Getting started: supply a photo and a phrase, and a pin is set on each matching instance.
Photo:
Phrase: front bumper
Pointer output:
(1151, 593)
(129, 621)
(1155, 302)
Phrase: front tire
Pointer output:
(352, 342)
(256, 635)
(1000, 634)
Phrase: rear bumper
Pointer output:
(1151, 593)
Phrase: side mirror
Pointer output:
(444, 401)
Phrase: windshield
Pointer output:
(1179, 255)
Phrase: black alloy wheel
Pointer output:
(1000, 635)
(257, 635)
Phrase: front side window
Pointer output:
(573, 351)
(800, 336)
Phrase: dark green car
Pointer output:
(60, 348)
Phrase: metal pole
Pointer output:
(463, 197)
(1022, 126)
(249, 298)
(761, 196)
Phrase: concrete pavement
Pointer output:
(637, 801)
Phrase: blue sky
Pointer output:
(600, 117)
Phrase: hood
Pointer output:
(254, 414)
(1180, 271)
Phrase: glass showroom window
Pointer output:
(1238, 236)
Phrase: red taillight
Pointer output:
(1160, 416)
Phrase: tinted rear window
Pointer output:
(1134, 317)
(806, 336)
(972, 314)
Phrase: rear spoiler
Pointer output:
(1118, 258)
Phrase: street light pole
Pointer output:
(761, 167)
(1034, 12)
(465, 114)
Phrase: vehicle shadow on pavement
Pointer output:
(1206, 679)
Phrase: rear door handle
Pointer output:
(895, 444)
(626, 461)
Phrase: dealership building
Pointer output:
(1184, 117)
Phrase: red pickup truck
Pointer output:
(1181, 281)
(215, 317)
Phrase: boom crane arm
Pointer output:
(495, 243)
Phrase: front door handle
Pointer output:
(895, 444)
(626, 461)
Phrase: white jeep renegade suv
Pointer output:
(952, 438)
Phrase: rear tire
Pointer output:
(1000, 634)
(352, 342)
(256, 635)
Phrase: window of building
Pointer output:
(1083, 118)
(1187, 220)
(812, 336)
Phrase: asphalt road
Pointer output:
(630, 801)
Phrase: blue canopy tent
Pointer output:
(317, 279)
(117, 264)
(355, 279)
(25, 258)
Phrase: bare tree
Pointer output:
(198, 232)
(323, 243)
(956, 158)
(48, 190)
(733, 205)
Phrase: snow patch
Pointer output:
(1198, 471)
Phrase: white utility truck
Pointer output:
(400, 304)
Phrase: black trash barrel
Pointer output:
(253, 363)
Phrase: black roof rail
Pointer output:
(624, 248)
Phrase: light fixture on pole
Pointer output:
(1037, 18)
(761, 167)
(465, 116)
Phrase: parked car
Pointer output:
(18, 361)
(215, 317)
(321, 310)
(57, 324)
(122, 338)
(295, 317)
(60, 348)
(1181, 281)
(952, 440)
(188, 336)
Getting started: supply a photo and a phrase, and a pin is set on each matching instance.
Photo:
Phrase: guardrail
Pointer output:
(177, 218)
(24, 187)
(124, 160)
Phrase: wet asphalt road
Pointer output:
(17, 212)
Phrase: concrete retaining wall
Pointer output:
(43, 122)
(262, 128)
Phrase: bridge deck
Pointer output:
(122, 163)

◆ ◆ ◆ ◆ ◆ ◆ ◆

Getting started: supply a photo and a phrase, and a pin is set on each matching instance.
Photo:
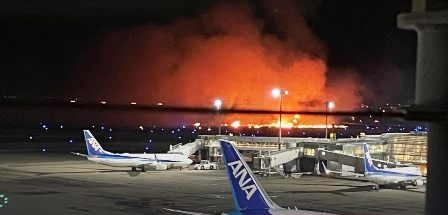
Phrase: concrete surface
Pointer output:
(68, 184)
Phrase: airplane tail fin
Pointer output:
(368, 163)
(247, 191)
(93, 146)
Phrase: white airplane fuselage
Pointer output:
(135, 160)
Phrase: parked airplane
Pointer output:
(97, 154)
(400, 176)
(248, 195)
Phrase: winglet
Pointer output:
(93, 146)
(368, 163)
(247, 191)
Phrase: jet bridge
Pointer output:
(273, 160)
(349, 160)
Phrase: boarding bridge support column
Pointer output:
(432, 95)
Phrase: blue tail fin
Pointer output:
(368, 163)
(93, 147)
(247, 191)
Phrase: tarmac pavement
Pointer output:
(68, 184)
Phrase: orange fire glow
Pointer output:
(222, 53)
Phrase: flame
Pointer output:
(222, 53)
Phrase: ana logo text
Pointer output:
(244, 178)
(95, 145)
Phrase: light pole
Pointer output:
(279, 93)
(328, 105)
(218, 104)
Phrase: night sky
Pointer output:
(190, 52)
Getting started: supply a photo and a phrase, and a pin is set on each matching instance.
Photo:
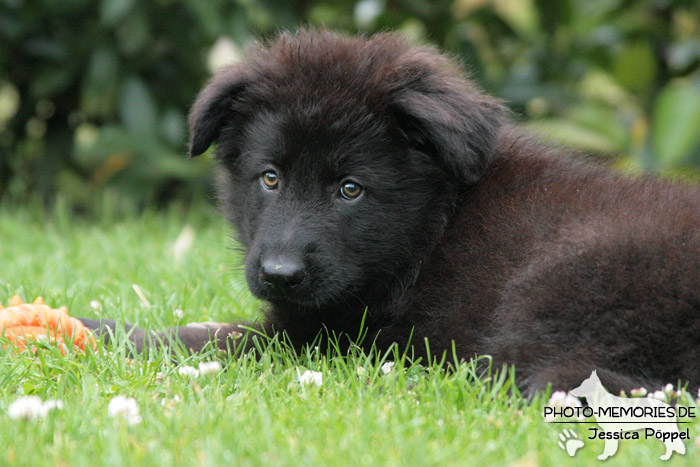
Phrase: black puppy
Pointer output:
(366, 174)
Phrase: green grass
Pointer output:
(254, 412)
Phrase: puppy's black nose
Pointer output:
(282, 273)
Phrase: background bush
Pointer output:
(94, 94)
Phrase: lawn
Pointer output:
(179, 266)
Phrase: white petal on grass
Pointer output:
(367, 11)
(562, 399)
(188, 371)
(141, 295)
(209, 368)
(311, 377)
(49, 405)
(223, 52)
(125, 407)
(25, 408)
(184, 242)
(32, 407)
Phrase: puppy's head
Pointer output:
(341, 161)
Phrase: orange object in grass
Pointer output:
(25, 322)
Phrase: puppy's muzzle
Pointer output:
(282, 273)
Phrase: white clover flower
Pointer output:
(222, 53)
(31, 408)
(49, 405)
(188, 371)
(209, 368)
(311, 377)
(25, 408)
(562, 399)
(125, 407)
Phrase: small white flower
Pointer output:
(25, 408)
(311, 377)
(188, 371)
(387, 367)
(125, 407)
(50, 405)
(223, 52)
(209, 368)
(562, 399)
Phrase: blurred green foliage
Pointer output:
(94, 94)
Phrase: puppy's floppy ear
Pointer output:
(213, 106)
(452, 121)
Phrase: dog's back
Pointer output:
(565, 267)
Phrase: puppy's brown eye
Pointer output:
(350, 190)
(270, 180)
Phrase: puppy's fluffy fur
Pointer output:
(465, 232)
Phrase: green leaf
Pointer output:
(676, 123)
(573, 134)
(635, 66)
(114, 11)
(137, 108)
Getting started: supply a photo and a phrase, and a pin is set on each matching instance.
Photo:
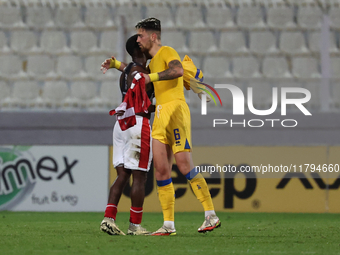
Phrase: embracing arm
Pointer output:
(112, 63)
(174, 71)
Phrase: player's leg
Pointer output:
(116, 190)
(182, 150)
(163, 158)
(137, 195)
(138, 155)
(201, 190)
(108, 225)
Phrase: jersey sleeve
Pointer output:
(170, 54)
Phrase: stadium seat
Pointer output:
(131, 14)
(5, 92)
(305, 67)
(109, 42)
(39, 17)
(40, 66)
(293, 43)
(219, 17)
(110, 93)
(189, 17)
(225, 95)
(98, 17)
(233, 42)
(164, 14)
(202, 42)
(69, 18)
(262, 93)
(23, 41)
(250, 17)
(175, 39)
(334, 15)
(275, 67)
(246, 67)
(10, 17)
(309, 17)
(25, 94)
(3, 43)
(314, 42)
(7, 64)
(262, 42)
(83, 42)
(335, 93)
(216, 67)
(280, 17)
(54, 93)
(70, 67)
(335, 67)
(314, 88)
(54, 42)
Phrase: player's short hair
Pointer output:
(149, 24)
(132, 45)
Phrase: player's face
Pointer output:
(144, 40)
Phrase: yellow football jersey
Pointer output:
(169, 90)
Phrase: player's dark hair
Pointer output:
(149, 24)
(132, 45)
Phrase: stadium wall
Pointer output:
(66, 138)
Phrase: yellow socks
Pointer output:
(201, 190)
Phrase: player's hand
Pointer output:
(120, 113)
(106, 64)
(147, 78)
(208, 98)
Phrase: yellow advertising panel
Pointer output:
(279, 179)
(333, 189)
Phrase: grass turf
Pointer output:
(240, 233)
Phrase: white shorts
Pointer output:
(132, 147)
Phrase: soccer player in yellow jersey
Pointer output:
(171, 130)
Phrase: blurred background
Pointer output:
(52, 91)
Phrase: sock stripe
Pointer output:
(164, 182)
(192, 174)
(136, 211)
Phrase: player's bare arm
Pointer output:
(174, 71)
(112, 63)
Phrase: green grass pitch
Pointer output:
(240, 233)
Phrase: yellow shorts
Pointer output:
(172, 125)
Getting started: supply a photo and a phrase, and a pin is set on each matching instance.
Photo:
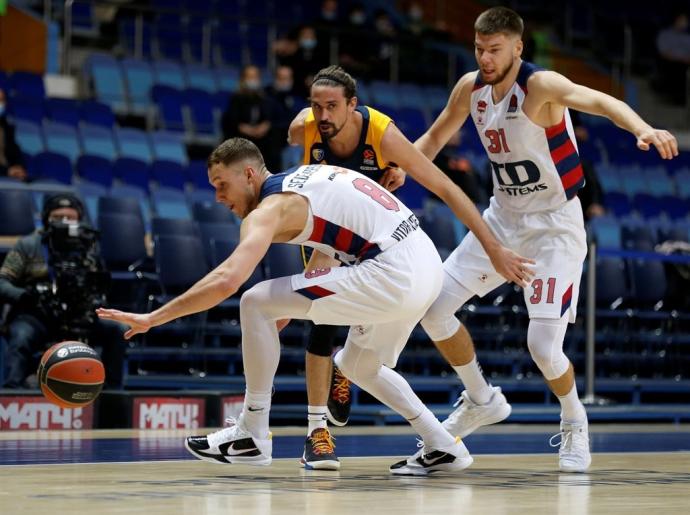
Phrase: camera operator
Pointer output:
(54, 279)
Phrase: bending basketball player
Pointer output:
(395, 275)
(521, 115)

◆ ◆ ◆ ◆ ◆ ◆ ◆

» Work to complete
When a line of the material holds the string "puppy", copy that line.

» Result below
Phrase: black puppy
Phrase: puppy's black nose
Phrase: puppy's head
Phrase: puppy's muzzle
Phrase: puppy's floppy ear
Phrase: puppy's brown eye
Phrase: puppy's fluffy fur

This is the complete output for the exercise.